-- Begin --

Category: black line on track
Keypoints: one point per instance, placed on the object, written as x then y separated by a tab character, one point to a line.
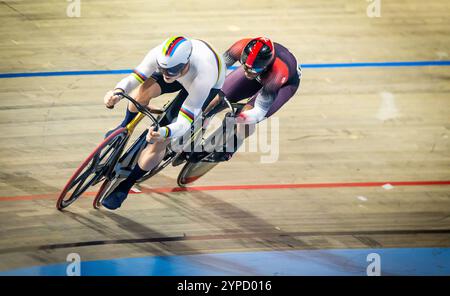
220	236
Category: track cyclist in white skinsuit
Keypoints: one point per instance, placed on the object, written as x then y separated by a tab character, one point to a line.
188	66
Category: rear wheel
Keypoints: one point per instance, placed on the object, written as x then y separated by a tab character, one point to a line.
93	169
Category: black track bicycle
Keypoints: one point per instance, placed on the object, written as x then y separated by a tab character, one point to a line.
112	160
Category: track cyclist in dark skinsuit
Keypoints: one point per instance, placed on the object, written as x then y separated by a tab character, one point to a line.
269	75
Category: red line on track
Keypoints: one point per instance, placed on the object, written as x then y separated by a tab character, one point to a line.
241	187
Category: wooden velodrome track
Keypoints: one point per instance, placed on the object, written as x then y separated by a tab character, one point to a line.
346	125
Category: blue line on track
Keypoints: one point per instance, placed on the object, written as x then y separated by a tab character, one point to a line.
393	261
330	65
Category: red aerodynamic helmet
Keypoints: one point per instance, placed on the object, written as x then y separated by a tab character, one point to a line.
258	54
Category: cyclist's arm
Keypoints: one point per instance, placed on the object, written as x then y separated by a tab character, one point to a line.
263	102
191	108
233	54
140	73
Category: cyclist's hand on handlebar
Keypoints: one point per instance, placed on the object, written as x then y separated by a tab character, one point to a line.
111	98
153	136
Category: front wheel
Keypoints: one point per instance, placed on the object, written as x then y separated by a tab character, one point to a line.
93	169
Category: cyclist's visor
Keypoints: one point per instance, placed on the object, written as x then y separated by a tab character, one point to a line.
252	70
172	71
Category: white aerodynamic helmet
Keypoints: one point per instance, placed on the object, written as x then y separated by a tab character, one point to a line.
174	55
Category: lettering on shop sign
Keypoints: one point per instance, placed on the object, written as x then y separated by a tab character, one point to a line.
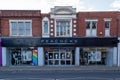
59	41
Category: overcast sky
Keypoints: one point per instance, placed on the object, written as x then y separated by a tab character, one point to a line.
45	5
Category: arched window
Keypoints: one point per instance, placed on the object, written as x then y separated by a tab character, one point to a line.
45	27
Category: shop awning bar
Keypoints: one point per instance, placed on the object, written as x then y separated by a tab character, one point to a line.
79	42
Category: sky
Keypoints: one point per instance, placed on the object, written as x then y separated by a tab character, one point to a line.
46	5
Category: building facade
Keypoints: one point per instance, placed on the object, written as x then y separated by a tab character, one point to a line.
62	37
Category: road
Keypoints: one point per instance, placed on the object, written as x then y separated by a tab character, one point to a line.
59	75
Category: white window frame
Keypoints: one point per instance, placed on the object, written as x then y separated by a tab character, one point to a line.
91	30
107	30
45	34
63	19
17	23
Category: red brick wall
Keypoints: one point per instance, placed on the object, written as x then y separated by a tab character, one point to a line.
81	28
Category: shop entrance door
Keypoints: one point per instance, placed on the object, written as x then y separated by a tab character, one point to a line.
59	58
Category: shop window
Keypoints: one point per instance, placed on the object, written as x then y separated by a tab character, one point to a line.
91	27
20	28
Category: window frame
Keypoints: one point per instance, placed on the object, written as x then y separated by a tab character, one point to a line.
70	26
43	30
107	29
17	21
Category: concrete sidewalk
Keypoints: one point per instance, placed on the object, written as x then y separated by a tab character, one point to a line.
74	68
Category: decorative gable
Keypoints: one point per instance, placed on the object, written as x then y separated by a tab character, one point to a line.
63	10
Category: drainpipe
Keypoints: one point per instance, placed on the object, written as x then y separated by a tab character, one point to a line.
117	32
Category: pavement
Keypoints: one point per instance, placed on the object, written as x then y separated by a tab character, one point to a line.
71	68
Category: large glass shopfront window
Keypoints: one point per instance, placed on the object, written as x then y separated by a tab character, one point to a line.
59	56
93	56
21	56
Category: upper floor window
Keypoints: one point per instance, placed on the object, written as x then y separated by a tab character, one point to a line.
63	29
91	26
45	27
107	26
20	28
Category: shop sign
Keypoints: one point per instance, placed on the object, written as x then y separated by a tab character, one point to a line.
44	40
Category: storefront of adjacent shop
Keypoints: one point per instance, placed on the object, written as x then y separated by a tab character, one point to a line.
59	51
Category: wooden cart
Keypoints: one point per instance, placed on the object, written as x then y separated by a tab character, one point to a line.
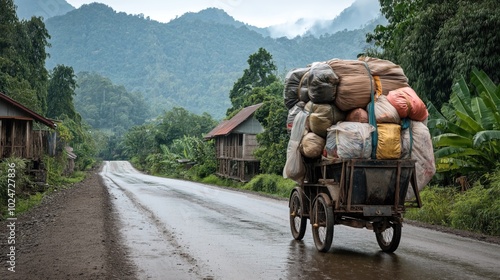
357	193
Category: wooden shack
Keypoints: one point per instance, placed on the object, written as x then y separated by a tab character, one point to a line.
235	142
18	138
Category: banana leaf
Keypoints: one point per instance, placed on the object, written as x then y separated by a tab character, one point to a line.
451	139
486	136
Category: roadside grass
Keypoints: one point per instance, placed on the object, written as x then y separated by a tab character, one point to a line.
30	196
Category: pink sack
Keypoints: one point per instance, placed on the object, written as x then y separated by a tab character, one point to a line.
408	104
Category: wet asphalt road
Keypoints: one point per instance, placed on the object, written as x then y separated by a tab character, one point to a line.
175	229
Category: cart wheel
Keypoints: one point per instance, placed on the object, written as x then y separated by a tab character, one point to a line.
298	222
322	224
389	239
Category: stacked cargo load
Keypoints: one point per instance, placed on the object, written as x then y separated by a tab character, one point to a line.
349	109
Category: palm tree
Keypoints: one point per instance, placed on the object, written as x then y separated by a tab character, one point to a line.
467	130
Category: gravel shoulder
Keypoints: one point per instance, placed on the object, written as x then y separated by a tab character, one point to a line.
72	234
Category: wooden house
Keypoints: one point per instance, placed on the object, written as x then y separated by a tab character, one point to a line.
235	142
18	138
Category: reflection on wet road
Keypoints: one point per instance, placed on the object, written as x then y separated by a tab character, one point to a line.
183	230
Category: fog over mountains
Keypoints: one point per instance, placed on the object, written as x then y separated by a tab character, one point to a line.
193	60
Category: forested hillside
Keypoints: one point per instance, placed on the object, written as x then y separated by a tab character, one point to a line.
190	62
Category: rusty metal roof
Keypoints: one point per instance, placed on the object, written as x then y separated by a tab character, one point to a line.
225	127
32	114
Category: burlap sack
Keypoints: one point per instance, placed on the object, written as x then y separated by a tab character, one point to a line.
322	116
357	115
355	85
312	145
322	83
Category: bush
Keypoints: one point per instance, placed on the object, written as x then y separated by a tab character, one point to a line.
271	184
478	209
437	205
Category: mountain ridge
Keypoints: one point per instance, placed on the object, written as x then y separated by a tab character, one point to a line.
190	62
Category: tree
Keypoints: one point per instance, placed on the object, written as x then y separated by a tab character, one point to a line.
467	130
23	76
107	106
34	56
61	90
436	42
259	74
179	122
274	140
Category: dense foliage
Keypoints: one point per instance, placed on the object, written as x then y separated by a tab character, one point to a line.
467	130
108	107
22	58
176	135
437	42
24	78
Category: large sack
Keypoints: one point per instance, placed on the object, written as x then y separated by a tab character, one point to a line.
421	151
385	112
408	104
322	83
389	141
355	85
312	145
357	115
291	93
322	116
387	75
347	140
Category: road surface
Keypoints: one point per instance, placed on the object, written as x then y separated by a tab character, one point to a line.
175	229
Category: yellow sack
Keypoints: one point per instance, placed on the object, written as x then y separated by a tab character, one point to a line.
389	141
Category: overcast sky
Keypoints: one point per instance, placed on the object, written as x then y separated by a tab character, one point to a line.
261	13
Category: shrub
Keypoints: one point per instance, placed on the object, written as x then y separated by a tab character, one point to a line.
478	209
437	204
271	184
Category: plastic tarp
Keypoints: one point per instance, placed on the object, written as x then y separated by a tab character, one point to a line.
294	166
389	141
421	151
291	93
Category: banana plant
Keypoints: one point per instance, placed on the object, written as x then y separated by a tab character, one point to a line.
466	133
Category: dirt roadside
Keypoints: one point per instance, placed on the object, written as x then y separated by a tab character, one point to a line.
72	234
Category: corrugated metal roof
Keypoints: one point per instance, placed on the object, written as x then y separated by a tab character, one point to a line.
225	127
34	115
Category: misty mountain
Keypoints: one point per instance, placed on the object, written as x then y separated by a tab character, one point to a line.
219	16
191	62
44	8
353	17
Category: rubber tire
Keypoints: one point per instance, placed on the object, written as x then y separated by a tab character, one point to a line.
298	222
389	239
322	215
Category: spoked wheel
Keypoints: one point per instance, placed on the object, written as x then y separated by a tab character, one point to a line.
298	222
389	239
322	224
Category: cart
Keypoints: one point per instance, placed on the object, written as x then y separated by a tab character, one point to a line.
360	193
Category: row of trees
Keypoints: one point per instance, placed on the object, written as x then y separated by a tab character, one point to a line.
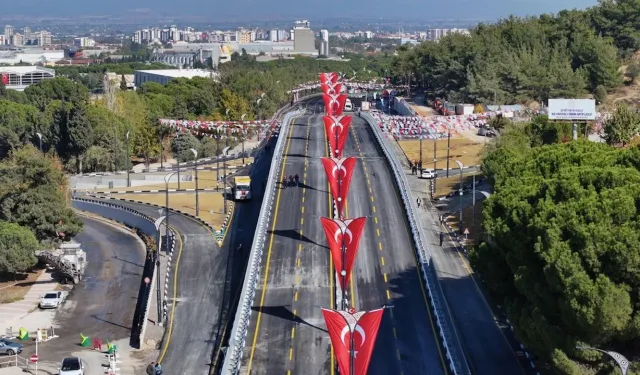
535	58
562	251
81	132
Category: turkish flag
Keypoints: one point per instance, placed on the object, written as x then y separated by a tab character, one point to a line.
334	104
331	89
337	129
331	77
339	172
353	337
343	234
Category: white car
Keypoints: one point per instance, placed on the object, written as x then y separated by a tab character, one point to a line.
52	300
71	366
428	173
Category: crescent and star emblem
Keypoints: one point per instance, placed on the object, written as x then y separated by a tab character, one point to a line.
343	228
357	329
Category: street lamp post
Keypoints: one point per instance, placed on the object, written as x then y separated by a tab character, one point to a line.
167	178
460	196
178	162
128	160
243	133
40	138
448	148
195	157
158	224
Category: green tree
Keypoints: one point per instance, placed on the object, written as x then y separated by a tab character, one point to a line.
123	83
33	194
182	144
622	126
17	248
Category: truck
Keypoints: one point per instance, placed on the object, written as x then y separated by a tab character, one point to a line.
242	188
348	107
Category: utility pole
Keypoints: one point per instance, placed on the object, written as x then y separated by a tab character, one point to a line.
448	148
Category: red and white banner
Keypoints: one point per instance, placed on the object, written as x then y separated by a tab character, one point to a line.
334	104
343	236
331	77
337	129
353	336
339	172
331	89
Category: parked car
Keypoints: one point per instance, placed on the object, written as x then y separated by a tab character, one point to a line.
71	366
52	300
9	347
428	173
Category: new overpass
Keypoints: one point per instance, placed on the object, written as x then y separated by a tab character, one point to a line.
287	333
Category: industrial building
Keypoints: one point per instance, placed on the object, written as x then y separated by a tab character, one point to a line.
304	40
164	76
20	77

-- End --

#### What is required:
Begin with the line that contains "Category: truck" and end with the last line of the records; set down every line in that span exactly, and nothing else.

#### Reply to the exercise:
Category: truck
Keypoints: one point per instance, placed on the object, written as x then y separated by a tab character, one point to a line.
242	188
348	107
Category: utility pole
Keypoints: one point per instance, placed on the object, written as x then y separated by a tab character, one point to a line.
448	148
Category: red and white banner
Keypoints: one point per instance, placed on the object, written as x then y separated by a tab character, one point to a line.
334	104
343	236
331	77
337	129
353	336
339	172
331	89
Category: parked car
Keypoints: one point per instance, placed on the object, written as x then y separated by a tab character, one point to a line.
71	366
52	300
9	347
428	173
Category: new overpass
Keypoints: one point per instance, placed on the object, written as x then y separated by a tab character, one point to a line.
287	333
Category: industrial building
Keypoints: one point per instance, placed on the object, written as x then y separated by a tab character, one point to a line.
304	40
164	76
20	77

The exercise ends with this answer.